▸ **TEXT EXCERPT**:
(begin)

Description
In the fall of 1869 Fyodor Mikhailovich Dostoevsky, lately a resident of Germany, is summoned back to St. Petersburg by the sudden death of his stepson, Pavel. Half crazed with grief, stricken by epileptic seizures, and erotically obsessed with his stepson's landlady, Dostoevsky is nevertheless intent on unraveling the enigma of Pavel's life. Was the boy a suicide or a murder victim? Did he love his stepfather or despise him? Was he a disciple of the revolutionary Nechaev, who even now is somewhere in St. Petersburg pursuing a dream of apocalyptic violence? As he follows his stepson's ghost-and becomes enmeshed in the same demonic conspiracies that claimed the boy-Dostoevsky emerges as a figure of unfathomable contradictions: naive and calculating, compassionate and cruel, pious and unspeakably perverse.
About the Author
Born in Cape Town, South Africa, on February 9, 1940, John Michael Coetzee studied first at Cape Town and later at the University of Texas at Austin, where he earned a Ph.D. degree in literature. In 1972 he returned to South Africa and joined the faculty of the University of Cape Town. His works of fiction include Dusklands, Waiting for the Barbarians, which won South Africa's highest literary honor, the Central News Agency Literary Award, and the Life and Times of Michael K., for which Coetzee was awarded his first Booker Prize in 1983. He has also published a memoir, Boyhood: Scenes From a Provincial Life, and several essays collections. He has won many other literary prizes including the Lannan Award for Fiction, the Jerusalem Prize and The Irish Times International Fiction Prize. In 1999 he again won Britain's prestigious Booker Prize for Disgrace, becoming the first author to win the award twice in its 31-year history. In 2003, Coetzee was awarded the Nobel Prize in Literature.

(end)

▸ **GIVEN EXERCISE A**:
Gather every line of the records that contains the word "bare".
The book description and the records have no connection and come from separate sources.

▸ **RECORDS FOR PROCESSING**:
(begin)

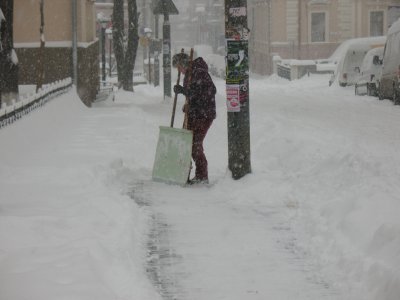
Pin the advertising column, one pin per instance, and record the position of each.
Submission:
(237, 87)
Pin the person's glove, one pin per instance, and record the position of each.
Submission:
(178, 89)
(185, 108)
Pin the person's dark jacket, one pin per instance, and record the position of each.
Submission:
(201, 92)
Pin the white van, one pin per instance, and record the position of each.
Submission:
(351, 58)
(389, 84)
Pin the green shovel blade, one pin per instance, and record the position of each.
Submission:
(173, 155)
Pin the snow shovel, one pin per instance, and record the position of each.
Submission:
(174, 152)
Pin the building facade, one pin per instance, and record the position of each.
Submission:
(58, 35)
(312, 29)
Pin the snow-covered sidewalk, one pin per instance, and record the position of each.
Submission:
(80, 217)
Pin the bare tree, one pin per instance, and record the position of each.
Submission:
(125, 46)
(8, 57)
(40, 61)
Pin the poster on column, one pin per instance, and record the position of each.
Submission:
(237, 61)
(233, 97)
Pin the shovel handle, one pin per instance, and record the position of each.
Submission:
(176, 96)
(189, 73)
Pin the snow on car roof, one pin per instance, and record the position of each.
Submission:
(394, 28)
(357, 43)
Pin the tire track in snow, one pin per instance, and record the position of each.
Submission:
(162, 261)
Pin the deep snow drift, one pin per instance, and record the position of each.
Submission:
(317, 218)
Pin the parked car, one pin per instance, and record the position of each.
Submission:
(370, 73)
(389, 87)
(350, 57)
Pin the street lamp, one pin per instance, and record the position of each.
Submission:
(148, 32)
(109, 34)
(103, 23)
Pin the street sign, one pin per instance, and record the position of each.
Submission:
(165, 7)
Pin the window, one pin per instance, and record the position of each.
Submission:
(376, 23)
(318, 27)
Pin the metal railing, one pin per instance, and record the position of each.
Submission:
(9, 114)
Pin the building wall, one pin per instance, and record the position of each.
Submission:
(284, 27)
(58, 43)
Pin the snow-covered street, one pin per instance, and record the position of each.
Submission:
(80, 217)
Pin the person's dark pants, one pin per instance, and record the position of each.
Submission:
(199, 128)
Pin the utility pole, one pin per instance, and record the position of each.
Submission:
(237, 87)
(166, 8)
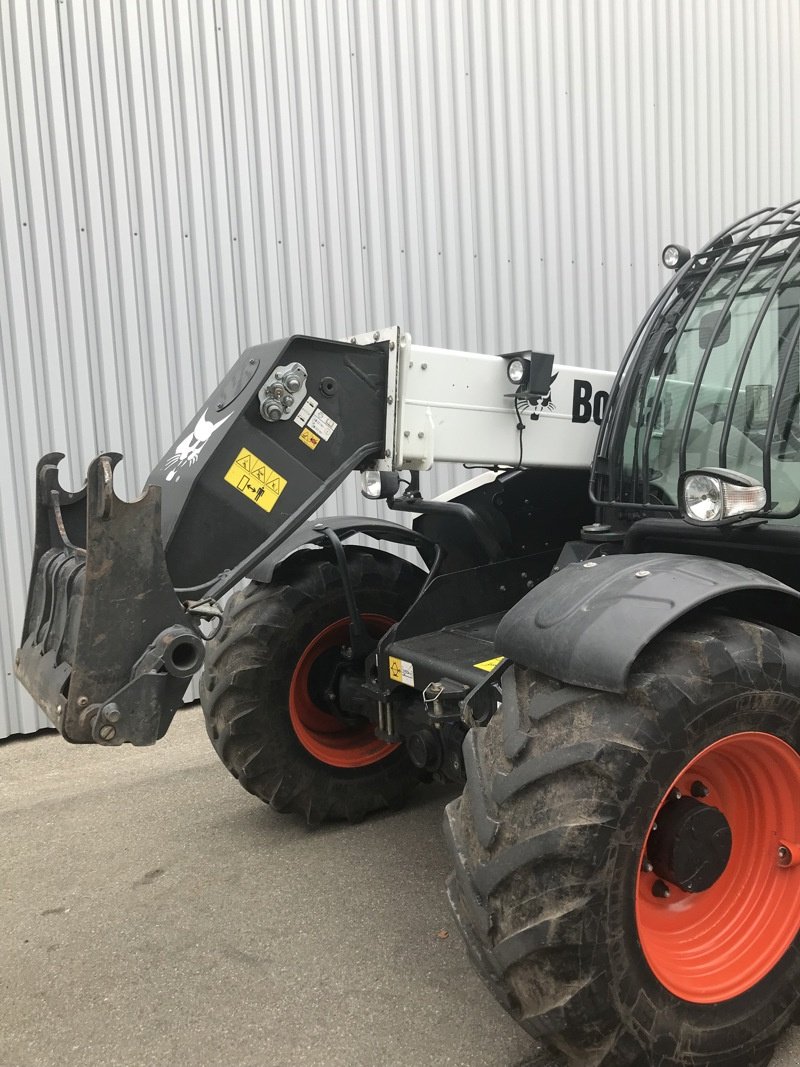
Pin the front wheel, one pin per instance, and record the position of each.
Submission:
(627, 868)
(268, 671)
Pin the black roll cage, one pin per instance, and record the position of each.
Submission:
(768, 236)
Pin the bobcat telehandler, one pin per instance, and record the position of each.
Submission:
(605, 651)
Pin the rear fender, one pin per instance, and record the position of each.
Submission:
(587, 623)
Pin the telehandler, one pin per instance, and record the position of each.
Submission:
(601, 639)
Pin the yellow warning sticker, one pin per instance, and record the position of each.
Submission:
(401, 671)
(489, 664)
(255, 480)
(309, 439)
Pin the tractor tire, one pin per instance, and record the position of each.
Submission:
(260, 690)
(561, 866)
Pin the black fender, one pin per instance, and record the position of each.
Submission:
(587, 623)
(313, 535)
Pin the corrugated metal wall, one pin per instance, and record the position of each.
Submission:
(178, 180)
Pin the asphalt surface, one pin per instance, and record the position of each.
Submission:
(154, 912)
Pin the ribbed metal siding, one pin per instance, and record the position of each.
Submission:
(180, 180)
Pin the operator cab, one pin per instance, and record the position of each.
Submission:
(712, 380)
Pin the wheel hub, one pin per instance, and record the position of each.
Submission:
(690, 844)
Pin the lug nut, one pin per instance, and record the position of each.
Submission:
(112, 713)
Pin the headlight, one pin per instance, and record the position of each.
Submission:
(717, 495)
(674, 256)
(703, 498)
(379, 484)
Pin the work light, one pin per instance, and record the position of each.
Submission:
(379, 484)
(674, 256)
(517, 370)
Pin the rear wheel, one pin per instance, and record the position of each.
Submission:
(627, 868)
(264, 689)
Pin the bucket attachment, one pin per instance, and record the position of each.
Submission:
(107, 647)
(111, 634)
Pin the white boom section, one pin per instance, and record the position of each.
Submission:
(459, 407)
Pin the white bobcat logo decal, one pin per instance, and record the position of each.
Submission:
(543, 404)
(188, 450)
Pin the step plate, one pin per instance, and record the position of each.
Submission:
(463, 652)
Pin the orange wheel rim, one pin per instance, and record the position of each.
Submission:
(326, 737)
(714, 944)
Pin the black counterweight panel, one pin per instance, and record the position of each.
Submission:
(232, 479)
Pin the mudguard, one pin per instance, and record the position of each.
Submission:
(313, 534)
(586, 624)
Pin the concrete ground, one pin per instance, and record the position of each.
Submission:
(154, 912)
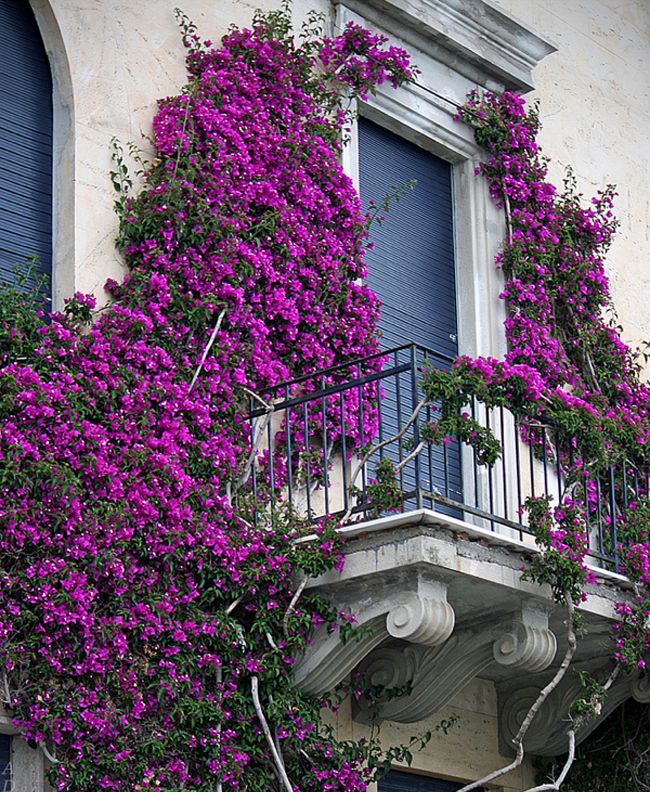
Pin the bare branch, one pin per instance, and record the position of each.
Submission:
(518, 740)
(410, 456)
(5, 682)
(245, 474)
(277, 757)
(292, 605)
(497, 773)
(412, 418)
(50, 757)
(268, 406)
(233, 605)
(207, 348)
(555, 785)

(end)
(begin)

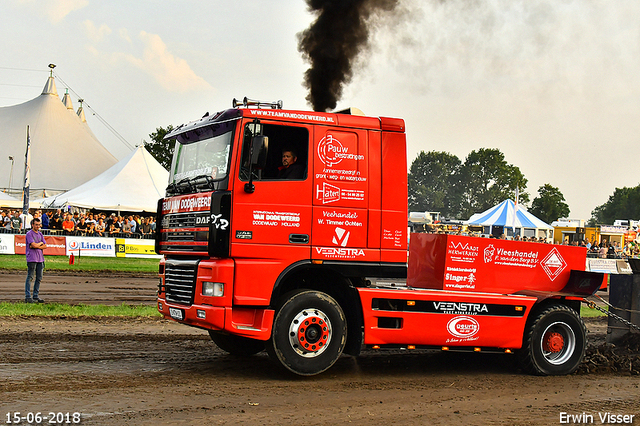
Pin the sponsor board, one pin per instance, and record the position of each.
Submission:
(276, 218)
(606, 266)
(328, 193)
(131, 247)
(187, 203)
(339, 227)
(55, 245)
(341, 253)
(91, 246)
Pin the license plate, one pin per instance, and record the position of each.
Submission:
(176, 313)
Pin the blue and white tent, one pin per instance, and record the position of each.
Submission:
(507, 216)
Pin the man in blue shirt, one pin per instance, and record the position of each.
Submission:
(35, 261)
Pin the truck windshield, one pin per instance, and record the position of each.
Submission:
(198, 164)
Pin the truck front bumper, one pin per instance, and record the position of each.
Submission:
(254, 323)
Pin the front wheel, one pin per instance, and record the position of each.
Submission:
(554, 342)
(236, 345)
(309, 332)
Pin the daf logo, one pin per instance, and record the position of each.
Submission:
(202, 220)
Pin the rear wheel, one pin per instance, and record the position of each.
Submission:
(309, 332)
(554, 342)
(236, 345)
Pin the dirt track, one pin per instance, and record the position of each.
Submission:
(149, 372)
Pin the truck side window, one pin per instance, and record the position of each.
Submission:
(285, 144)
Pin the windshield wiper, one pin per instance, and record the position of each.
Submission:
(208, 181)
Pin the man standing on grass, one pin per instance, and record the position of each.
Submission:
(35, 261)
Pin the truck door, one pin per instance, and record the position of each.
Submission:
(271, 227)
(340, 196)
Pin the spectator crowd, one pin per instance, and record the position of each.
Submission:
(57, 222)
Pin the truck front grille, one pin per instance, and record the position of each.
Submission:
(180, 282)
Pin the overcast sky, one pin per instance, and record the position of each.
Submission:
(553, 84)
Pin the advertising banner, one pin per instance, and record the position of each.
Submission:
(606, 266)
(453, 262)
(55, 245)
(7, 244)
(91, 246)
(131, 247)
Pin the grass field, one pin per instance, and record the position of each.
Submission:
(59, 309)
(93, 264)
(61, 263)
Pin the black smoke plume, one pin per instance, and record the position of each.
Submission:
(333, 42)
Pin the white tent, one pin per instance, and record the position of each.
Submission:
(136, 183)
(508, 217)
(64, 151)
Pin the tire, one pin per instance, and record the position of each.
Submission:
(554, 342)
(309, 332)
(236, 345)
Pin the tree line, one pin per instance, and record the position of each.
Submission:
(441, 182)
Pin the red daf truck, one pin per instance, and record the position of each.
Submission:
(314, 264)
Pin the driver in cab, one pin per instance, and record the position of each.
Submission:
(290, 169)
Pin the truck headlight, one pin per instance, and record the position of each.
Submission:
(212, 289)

(end)
(begin)

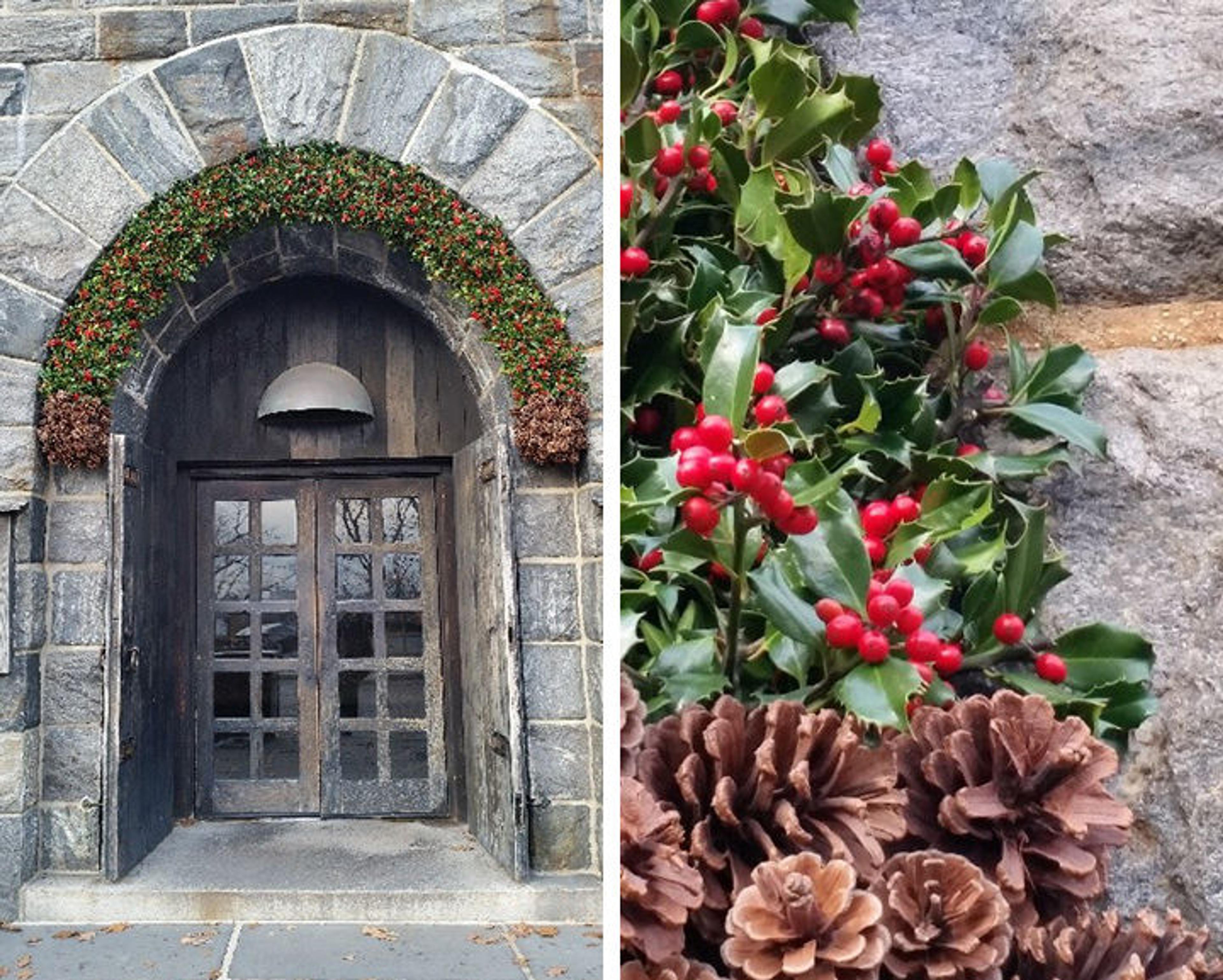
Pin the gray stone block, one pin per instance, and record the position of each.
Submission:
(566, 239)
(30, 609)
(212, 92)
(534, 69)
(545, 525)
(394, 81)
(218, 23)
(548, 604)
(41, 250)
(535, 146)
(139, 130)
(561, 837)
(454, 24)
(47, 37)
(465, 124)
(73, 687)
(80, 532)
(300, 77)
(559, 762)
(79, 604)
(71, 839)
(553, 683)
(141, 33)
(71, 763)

(end)

▸ **GIVEN EXERCISE B**:
Duplicate the book description word for word, starting at "Description" and ending at "and unspeakably perverse.".

▸ **WRITTEN RESPONSE A**:
Pin the bare tree, one pin per instance, and record the position of each.
Pin the bare branch, one pin per instance, and record the position of each.

▸ **WRITTEN RESPONSE B**:
Description
In the fall of 1869 Fyodor Mikhailovich Dostoevsky, lately a resident of Germany, is summoned back to St. Petersburg by the sudden death of his stepson, Pavel. Half crazed with grief, stricken by epileptic seizures, and erotically obsessed with his stepson's landlady, Dostoevsky is nevertheless intent on unraveling the enigma of Pavel's life. Was the boy a suicide or a murder victim? Did he love his stepfather or despise him? Was he a disciple of the revolutionary Nechaev, who even now is somewhere in St. Petersburg pursuing a dream of apocalyptic violence? As he follows his stepson's ghost-and becomes enmeshed in the same demonic conspiracies that claimed the boy-Dostoevsky emerges as a figure of unfathomable contradictions: naive and calculating, compassionate and cruel, pious and unspeakably perverse.